▶ [Exercise task]
Copy out every line below that contains the word "glass". Case counts.

▶ [Material for this task]
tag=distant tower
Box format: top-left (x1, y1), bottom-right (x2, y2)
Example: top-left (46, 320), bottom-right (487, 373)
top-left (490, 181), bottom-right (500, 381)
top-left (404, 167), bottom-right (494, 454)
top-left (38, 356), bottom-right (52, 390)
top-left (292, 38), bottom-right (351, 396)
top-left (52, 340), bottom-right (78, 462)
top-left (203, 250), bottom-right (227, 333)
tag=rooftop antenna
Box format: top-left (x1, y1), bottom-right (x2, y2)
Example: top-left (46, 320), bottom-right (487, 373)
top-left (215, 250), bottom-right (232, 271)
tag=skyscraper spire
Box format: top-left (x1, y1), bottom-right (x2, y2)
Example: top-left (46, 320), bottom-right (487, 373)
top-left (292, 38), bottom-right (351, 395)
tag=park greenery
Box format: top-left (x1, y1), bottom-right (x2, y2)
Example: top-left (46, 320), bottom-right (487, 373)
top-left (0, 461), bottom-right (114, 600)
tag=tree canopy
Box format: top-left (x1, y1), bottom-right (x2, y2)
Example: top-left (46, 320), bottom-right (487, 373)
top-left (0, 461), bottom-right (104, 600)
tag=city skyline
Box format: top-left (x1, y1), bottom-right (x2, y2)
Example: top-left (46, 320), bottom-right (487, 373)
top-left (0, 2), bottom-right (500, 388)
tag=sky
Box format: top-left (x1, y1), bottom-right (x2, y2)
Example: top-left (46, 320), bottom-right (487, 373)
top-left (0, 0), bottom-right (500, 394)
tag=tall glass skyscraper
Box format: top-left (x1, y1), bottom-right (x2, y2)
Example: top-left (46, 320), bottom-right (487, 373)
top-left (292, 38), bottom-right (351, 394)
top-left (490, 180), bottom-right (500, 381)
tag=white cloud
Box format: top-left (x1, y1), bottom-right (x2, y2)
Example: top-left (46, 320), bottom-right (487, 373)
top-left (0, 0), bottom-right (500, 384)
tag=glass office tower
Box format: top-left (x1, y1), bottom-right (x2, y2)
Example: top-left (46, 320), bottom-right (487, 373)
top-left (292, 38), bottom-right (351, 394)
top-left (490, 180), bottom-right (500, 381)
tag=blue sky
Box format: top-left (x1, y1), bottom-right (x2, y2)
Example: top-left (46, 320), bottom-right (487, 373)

▶ [Output for this exercise]
tag=tall glass skyscraper
tag=glass office tower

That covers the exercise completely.